What you should do - In the entries that follow, identify the line containing "in light blue" and return it together with all later lines, exactly as they appear.

** BEGIN **

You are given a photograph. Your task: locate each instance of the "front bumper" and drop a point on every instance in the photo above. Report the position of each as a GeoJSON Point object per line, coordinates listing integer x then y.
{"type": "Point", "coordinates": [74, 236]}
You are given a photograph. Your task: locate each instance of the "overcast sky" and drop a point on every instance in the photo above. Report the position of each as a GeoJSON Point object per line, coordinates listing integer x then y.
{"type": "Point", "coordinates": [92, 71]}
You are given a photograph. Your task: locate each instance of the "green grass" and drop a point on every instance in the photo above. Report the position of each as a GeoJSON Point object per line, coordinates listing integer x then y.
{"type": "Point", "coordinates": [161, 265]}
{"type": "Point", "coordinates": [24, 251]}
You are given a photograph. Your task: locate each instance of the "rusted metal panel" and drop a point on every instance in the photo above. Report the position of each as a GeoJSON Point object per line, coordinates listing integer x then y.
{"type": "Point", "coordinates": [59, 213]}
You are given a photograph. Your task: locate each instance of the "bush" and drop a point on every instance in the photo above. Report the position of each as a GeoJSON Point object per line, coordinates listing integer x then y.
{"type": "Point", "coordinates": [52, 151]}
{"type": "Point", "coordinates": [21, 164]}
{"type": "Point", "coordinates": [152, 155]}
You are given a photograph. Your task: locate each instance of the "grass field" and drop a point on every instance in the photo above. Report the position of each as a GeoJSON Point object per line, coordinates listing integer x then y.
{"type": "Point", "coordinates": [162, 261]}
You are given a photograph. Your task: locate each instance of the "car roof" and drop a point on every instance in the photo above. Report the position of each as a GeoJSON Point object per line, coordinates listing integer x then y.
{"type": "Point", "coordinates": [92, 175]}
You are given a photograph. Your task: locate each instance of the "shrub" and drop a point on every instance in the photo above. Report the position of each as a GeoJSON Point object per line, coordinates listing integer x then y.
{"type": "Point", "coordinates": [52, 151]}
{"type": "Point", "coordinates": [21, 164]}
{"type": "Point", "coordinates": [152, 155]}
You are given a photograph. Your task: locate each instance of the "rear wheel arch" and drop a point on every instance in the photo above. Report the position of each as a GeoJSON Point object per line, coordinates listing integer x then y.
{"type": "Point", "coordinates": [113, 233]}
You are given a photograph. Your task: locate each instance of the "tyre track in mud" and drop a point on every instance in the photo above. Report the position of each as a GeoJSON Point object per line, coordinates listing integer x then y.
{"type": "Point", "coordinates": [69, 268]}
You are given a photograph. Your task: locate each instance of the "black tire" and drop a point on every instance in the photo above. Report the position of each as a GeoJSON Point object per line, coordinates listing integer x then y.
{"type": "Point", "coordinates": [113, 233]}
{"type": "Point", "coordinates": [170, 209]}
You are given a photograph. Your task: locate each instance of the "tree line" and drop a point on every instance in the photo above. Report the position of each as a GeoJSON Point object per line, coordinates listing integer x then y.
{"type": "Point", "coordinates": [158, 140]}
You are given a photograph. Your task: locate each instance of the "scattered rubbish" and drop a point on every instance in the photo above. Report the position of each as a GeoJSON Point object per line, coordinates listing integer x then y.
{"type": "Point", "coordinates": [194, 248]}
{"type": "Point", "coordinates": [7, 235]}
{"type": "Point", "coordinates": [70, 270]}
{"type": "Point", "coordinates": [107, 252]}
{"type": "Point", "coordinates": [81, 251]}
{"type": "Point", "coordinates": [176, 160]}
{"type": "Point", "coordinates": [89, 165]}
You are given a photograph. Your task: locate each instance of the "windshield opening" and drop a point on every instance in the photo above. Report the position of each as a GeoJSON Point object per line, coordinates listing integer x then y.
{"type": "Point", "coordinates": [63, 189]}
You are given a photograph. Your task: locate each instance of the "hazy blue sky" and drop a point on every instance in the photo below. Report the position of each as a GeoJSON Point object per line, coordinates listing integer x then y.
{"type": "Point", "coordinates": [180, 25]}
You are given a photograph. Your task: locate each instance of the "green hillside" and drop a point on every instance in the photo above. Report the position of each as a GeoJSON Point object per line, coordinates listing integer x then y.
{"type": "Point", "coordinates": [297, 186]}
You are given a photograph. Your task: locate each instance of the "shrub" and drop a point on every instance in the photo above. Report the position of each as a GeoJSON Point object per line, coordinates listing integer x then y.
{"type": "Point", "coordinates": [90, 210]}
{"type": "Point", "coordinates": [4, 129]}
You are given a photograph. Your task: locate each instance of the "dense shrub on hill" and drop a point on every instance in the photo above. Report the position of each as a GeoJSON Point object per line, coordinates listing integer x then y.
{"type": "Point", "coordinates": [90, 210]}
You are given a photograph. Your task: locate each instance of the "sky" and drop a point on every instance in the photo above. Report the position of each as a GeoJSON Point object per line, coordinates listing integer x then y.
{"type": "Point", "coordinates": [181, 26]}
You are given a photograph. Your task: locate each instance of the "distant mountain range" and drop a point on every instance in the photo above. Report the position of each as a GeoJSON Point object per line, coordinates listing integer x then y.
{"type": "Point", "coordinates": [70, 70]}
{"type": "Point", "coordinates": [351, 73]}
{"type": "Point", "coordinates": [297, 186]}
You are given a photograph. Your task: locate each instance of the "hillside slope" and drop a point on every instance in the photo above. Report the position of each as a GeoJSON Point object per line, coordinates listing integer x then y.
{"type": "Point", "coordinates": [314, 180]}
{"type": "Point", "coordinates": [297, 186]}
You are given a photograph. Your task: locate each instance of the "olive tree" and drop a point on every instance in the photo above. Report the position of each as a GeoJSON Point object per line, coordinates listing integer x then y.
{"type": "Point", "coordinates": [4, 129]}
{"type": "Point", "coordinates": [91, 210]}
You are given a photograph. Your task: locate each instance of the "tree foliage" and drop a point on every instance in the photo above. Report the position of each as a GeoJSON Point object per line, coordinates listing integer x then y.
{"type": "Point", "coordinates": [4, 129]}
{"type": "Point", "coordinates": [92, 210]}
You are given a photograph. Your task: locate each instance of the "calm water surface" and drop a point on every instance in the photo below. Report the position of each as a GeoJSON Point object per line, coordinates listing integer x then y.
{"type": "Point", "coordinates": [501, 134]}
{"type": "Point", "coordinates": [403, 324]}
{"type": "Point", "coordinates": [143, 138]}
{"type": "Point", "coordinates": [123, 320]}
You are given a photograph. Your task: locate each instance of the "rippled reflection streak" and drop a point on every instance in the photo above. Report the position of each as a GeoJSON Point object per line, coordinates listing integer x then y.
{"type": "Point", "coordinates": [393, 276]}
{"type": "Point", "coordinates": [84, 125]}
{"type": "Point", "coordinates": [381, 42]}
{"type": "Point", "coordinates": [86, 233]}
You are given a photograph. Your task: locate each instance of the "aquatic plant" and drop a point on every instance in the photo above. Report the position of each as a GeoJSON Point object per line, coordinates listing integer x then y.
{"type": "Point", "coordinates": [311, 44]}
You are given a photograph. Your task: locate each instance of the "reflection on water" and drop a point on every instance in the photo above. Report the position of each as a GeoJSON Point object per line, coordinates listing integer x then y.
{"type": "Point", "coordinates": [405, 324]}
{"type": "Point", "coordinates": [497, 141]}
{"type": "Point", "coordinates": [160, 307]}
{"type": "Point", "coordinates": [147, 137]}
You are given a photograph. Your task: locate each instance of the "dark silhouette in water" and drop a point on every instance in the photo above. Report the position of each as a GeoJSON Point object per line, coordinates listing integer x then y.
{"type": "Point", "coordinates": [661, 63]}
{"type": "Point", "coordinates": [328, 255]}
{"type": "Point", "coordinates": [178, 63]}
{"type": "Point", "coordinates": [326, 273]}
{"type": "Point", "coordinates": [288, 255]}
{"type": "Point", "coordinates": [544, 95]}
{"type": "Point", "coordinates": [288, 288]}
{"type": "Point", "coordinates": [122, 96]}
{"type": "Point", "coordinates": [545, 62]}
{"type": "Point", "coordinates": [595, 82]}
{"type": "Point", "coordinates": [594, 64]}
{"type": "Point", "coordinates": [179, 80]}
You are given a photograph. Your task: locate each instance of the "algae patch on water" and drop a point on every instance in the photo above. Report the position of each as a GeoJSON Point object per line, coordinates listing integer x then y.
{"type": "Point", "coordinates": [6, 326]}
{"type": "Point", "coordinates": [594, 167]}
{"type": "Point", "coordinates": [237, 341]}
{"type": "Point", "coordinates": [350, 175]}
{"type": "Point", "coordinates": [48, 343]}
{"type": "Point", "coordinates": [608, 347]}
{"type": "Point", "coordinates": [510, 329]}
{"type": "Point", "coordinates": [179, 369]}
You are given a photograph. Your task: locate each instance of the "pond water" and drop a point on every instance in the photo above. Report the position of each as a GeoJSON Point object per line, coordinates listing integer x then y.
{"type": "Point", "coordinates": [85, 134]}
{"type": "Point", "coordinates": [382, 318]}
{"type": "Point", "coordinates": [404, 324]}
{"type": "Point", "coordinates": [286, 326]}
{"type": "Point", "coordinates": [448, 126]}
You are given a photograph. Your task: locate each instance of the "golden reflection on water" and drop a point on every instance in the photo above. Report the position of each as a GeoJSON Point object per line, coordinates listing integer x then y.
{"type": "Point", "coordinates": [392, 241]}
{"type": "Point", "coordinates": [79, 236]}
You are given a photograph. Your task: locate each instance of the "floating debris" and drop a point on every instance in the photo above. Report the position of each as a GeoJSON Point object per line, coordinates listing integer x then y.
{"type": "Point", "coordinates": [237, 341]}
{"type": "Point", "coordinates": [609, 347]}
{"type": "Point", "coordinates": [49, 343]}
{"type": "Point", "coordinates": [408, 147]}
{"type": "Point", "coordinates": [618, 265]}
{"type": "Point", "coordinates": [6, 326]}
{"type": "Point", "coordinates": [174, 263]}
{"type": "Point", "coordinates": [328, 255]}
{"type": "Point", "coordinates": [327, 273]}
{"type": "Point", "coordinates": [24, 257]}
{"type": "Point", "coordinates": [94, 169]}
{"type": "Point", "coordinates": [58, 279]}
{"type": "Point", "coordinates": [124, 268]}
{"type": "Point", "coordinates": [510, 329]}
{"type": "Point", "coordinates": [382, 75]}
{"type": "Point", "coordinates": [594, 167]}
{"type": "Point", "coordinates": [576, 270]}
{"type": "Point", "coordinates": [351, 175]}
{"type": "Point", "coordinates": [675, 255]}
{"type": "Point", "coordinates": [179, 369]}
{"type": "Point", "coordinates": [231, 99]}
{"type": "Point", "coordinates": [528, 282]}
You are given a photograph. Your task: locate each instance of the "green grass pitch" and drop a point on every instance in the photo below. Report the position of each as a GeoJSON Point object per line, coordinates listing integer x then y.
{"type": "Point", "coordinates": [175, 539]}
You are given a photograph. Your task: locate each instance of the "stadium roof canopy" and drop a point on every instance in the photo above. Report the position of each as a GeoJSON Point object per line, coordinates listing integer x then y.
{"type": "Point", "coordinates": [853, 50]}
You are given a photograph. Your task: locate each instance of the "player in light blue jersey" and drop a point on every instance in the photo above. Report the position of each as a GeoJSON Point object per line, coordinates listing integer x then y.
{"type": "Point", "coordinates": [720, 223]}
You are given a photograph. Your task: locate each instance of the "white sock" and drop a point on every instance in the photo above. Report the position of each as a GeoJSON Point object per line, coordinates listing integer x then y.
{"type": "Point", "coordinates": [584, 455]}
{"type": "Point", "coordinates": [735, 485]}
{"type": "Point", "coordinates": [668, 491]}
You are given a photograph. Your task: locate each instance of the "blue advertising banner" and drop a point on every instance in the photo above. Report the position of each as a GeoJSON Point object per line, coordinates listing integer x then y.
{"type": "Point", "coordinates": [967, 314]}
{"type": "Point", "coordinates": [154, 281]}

** END **

Result of the task -
You are given a photograph. Your task: locate each instance of the "player in light blue jersey" and drop a point on every instance in the photo above. Report the position of each as a GeoJSON Point object per line, coordinates listing integer x then y.
{"type": "Point", "coordinates": [720, 223]}
You are given a photograph. Your task: locate each instance of the "white sock" and drop a point on every instance in the photo above. Report the position of each as a GeoJSON Point object per line, coordinates listing integer x then y.
{"type": "Point", "coordinates": [584, 455]}
{"type": "Point", "coordinates": [735, 485]}
{"type": "Point", "coordinates": [668, 491]}
You are given a photograph. Your task: locate each instance of the "blue advertising banner" and drop a point on every instance in the photo above. Report the position of each as a GeoJSON Point object per line, coordinates listing integer x then y.
{"type": "Point", "coordinates": [967, 314]}
{"type": "Point", "coordinates": [154, 281]}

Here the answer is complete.